[Dataset excerpts]
=== Section Start ===

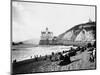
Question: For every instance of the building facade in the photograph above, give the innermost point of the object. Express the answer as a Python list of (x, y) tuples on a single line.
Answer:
[(47, 38)]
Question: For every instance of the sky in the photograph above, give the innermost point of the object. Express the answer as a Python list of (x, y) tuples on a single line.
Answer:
[(29, 19)]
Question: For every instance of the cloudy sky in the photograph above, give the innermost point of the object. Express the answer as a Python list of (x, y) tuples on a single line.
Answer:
[(29, 19)]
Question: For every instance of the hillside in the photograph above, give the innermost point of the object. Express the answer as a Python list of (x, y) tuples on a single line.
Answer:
[(80, 33)]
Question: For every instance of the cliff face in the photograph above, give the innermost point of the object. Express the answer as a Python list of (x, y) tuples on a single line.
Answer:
[(80, 33)]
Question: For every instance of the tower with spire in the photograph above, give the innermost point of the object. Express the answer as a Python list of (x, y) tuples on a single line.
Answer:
[(46, 37)]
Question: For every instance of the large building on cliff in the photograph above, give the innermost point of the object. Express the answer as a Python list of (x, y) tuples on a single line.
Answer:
[(47, 37)]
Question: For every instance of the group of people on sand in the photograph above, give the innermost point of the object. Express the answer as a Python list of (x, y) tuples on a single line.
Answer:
[(64, 56)]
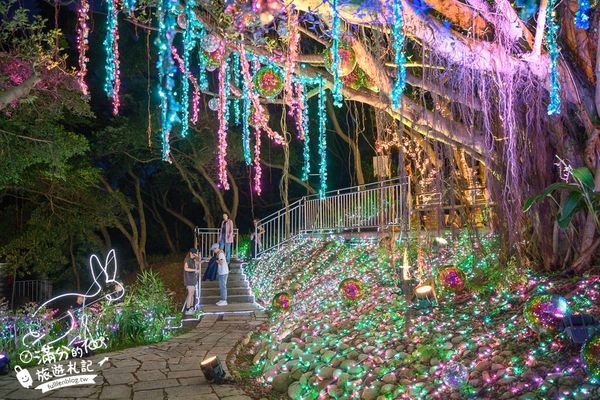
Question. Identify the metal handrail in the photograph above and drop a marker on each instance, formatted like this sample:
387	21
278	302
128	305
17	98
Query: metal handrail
377	205
204	238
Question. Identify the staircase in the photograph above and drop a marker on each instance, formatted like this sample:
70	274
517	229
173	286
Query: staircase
239	294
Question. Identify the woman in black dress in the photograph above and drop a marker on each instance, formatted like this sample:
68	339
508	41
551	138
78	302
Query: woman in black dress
191	267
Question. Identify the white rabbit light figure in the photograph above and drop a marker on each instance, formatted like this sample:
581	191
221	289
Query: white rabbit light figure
104	276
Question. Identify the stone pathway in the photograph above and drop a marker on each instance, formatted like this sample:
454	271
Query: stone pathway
167	370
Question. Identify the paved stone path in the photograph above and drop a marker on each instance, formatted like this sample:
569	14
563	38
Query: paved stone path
167	370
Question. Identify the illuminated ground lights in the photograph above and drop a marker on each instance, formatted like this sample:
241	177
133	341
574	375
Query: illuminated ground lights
325	347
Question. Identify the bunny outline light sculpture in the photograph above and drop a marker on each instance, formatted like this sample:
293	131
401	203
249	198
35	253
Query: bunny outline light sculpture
104	276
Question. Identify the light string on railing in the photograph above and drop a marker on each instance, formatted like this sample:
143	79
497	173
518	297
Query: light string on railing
335	56
194	81
257	167
582	18
112	81
322	140
83	31
551	40
399	56
223	123
188	45
166	72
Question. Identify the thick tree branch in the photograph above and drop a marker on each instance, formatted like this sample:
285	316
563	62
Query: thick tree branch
18	92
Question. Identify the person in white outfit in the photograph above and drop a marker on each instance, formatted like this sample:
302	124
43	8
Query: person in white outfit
223	272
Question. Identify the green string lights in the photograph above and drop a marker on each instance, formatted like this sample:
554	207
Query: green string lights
322	141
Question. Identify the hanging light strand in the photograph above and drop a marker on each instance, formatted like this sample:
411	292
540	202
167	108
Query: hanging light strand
400	57
112	82
302	102
235	72
322	141
129	6
335	64
293	48
246	124
551	40
582	17
194	81
257	167
223	123
83	31
166	71
188	46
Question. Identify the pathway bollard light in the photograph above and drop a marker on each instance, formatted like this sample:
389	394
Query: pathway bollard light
212	369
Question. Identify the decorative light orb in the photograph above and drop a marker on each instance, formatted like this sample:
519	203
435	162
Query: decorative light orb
354	80
253	112
365	11
455	375
182	21
282	301
347	60
213	104
210	43
213	59
590	356
370	84
268	81
351	290
423	290
543	312
452	278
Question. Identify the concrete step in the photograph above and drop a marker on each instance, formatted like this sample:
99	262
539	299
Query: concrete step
238	298
230	291
230	308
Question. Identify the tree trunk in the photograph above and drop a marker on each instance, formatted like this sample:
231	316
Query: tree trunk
74	265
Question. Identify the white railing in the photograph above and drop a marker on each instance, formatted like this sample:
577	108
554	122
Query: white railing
204	238
33	290
378	205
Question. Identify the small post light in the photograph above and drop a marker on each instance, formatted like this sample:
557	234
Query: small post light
4	364
424	294
212	370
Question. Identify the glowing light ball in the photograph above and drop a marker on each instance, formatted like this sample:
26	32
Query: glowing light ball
282	302
347	60
455	375
355	80
213	59
213	104
370	84
590	356
452	278
364	10
210	43
268	81
351	289
182	20
543	312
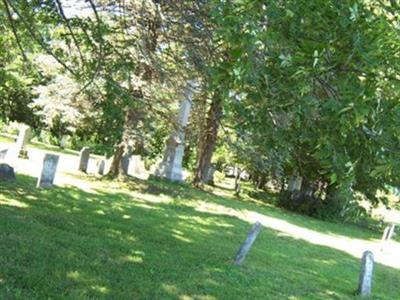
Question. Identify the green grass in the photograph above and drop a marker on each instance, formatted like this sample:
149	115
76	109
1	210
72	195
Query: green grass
149	240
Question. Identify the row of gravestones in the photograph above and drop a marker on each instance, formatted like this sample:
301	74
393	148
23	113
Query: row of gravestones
366	271
170	167
132	164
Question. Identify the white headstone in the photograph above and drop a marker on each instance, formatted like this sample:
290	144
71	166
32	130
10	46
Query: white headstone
48	171
367	268
84	155
171	165
101	167
19	150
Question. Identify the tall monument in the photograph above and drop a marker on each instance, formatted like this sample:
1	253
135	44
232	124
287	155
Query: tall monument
171	166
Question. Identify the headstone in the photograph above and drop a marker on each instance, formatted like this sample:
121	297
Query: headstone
295	183
84	155
3	153
171	166
136	165
6	172
367	268
101	167
63	141
125	162
246	246
48	171
391	232
22	140
210	174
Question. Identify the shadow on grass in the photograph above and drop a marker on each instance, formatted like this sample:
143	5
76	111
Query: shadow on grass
181	191
65	243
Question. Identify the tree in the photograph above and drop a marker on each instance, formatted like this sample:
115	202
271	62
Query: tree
319	103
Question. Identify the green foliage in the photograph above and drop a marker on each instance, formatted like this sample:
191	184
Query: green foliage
316	102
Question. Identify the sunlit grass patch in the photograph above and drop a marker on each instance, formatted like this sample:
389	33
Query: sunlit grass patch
155	240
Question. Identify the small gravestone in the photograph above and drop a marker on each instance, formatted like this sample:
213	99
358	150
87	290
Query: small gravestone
63	142
136	165
210	174
48	172
22	140
6	172
391	232
100	167
125	162
84	155
367	268
3	153
246	246
171	166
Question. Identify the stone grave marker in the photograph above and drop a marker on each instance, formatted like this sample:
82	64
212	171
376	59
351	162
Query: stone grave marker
171	166
24	136
246	246
84	156
101	164
48	171
3	153
365	280
7	172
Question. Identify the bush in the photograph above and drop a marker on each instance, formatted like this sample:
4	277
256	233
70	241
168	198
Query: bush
332	208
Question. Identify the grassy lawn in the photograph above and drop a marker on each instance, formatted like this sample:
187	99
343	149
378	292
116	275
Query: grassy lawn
150	240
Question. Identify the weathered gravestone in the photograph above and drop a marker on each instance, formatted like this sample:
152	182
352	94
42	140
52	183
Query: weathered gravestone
6	172
3	153
84	156
125	162
367	268
295	183
246	246
101	167
22	140
48	171
171	166
210	174
136	165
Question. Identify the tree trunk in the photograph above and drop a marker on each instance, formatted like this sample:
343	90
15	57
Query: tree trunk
208	141
238	173
124	148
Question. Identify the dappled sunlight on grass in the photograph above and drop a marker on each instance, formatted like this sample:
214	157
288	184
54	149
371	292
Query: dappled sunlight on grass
155	240
352	246
12	202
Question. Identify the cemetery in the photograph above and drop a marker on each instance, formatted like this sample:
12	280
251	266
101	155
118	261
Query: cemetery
199	150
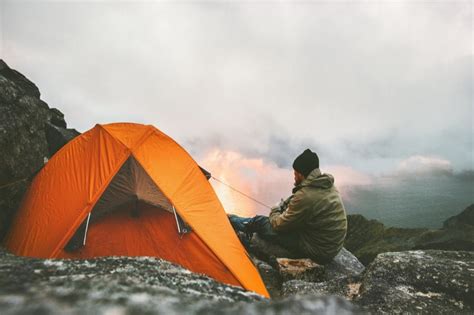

=== Section End ===

**Prompt:** Before printing the records again, strip out the pictures; change nothing else.

**Solution to the exercise:**
Question: For every instance of the building facade in the photograph above, give the innermost point of the object. Express the answer as a Python list of (x, y) tuples on a single line.
Answer:
[(47, 38)]
Question: For every instance of the sky in the photograph above, give the innermost point of the object. Express the answer as a Python list of (x, y) tuples on a single line.
Answer:
[(29, 19)]
Question: For every instance of the cloudy sky in the photograph above, give the innermost point of the object. Express the answer as a Python list of (x, y) tuples on a single line.
Answer:
[(29, 19)]
Question: For every instance of the hillside in the photograph above, give the innermost point of the object. Express the answer as a Python list of (x, y) tuples on a single line.
Answer:
[(80, 33)]
Question: For every instance of the cliff face in the photograph above, give the innermost point of the object. Express the answer as a Python list of (x, y) tuples on a single line.
Answer:
[(80, 33)]
Question: For every instance of the tower with spire in the photograph above, give the innermost point of the object. Express the answer as a Python list of (x, y) tuples on a single line.
Answer:
[(46, 37)]
Question: For every instance of the large building on cliff in the photograph above, give the innermost point of the object. Express the answer as a Python list of (x, y) tuples on a single line.
Answer:
[(47, 37)]
Question: For every instance of the group of people on sand in the photograph above, give the innermost point of the object. Express the answer as a Python list of (x, y) tuples on a single line.
Answer:
[(64, 56)]
Question. Identify the metal handrail in the photograph above and drop a marker on each instance, formatted like this sample:
387	21
278	302
128	305
17	98
Query: metal handrail
377	205
204	238
Question. Identify the staircase in the photograph above and drop a marker on each instance, formatted like this sample:
70	274
517	229
173	286
Query: staircase
239	294
Question. Identify the woman in black dress in the photograph above and drop a marker on each instance, formatted like this sample:
68	339
508	41
551	138
78	302
Query: woman in black dress
191	267
Question. Identify the white rabbit light figure in the photograph above and drop a marker on each instance, formatted like this sample:
581	191
221	289
Query: white rabbit light figure
104	276
Question. Identify the stone pathway in the photograph above and drop a marker on each instance, formatted like this sample:
454	271
Query: stone pathway
167	370
Question. Identify the paved stone path in the photograph above and drop a marker on each instance, formatted like this sample:
569	14
563	38
Query: paved stone path
167	370
Question. Identify the illuminated ground lights in the photograph above and drop a marker on each instance, formatted like this sample:
241	177
133	341
574	375
Query: illuminated ground lights
325	347
Question. Identify the bunny outline light sculpture in the photograph above and drop a marker on each instance, formatted like this sample:
293	131
401	203
249	198
35	253
Query: bunny outline light sculpture
104	276
Question. Identify the light string on railing in the photograph above and drop a marker on each instance, formatted like this sample:
143	79
497	173
518	297
Query: light string on railing
335	56
194	81
257	167
582	18
112	81
322	140
83	31
551	40
399	56
223	123
188	45
166	72
Question. Identify the thick tree branch in the photograph above and drop a marker on each instance, formatted like this sample:
285	316
563	62
Query: thick tree branch
18	92
Question. Identify the person in white outfit in the photograph above and drop a marker on each instance, formatted like this sample:
302	124
43	8
Query: person in white outfit
223	272
Question. Identify the green string lights in the photograph above and drop a marker on each instance, formatted like this sample:
554	207
Query: green string lights
322	141
Question. Identify the hanging light strand in the photograph above and drop a marker on each instance, formatted like this sample:
411	292
540	202
167	108
Query: hanging light strand
400	57
112	82
302	102
235	72
322	141
129	6
335	64
293	48
246	124
551	40
582	17
194	81
257	167
223	123
83	31
166	71
188	46
Question. Identify the pathway bollard light in the photograph above and drop a marker on each instance, formatted like this sample:
389	394
Query: pathway bollard light
212	369
Question. Identify the decorative light orb in the photograph above and drop a marker on each instance, formatted like this sample:
519	203
435	162
Query: decorative light orb
354	80
253	112
365	11
455	375
182	21
282	301
347	60
213	104
210	43
213	59
590	356
370	84
268	81
351	290
423	290
543	312
452	278
Question. Identify the concrete step in the photograph above and drop a marker on each instance, formatted like this sample:
99	262
539	299
Query: concrete step
238	298
230	291
230	308
Question. Identify the tree trunk in the photograph above and drop a marker on each instance, formatted like this sample:
231	316
Query: tree trunk
74	265
Question. Identify the white railing in the photograph above and drop a marker on each instance, formatted like this sample:
577	108
554	122
Query: white railing
204	238
33	290
378	205
Question. Identify the small post light in the photograph above and drop a marker on each instance, formatted like this sample:
557	234
Query: small post light
4	364
424	294
212	370
Question. Identify the glowing light ball in the photograph above and drop a marker on each instance, formatted like this sample:
26	32
Query: glowing light ball
282	302
347	60
455	375
355	80
213	59
213	104
370	84
590	356
452	278
364	10
210	43
268	81
351	289
182	20
543	312
Question. Identify the green grass in the photograph above and drop a marker on each instance, formatted like this sample:
149	115
76	109
1	210
72	195
Query: green grass
149	240
Question. Identify the row of gravestones in the photograph above and drop a marker on each instance, formatted like this sample:
301	74
393	148
23	113
Query: row of gravestones
366	271
170	167
132	164
Question. Identify the white headstone in the photograph above and drop a marker on each instance, formatted like this sample:
290	144
71	166
32	130
10	46
Query: white headstone
48	171
367	268
84	155
171	165
101	167
19	150
Question. Identify the tall monument in the photograph above and drop a marker on each instance, formatted like this sample:
1	253
135	44
232	124
287	155
Query: tall monument
171	166
Question. Identify the headstone in the photograph above and drop a marker on each instance, formatted like this sample:
121	297
Query: headstone
295	183
84	155
3	153
171	166
136	165
6	172
367	268
101	167
63	141
125	162
246	246
48	171
391	232
22	140
210	174
Question. Identify the shadow on grass in the photograph above and drop a marker on each instance, formatted like this sample:
143	5
76	111
Query: shadow on grass
181	191
65	243
Question. Identify the tree in the photograph above and drop a marker on each instance, formatted like this sample:
115	202
271	62
Query: tree
319	103
Question. Identify the green foliage in the photograph above and drop a marker on each instance, formatted like this sample:
191	184
Query: green foliage
316	102
Question. Identify the sunlit grass patch in the photograph above and drop a marker on each instance, formatted like this sample:
389	33
Query: sunlit grass patch
155	240
Question. Identify the small gravestone in the photograph above and drop a marker on each instance, formatted like this sample:
213	99
358	150
87	290
Query: small gravestone
63	142
136	165
210	174
48	172
22	140
6	172
391	232
100	167
125	162
84	155
367	268
3	153
246	246
171	166
Question. Identify the stone grave marker in the photograph above and drop a marker on each instance, formatted like this sample:
82	64
212	171
376	59
351	162
Query: stone grave marker
171	166
24	136
246	246
84	156
101	164
48	171
3	153
365	280
7	172
Question. Identify the bush in the photograph above and drop a marker on each instance, formatted like this sample:
4	277
256	233
70	241
168	198
Query: bush
332	208
Question. Identify the grassy lawn in the photograph above and drop a marker on each instance, formatted like this sample:
187	99
343	149
378	292
116	275
Query: grassy lawn
150	240
Question. Identify the weathered gravestone in the photograph above and drop a marker on each instance, formatted like this sample:
152	182
352	94
42	140
52	183
Query: weathered gravestone
6	172
3	153
84	156
125	162
367	268
295	183
246	246
101	167
22	140
48	171
171	166
210	174
136	165
Question. Identify the tree trunk in the photograph above and drop a marker on each instance, formatted like this sample:
343	90
15	57
Query: tree trunk
208	141
238	173
124	148
Question. Identify the dappled sunlight on grass in the photograph above and drop a marker on each instance, formatted like this sample:
214	157
288	184
54	149
371	292
Query: dappled sunlight on grass
155	240
352	246
12	202
Question. Identify the cemetery in the photograph above and drop a marker on each instance, formatted like this sample:
12	280
251	266
101	155
118	261
Query: cemetery
199	150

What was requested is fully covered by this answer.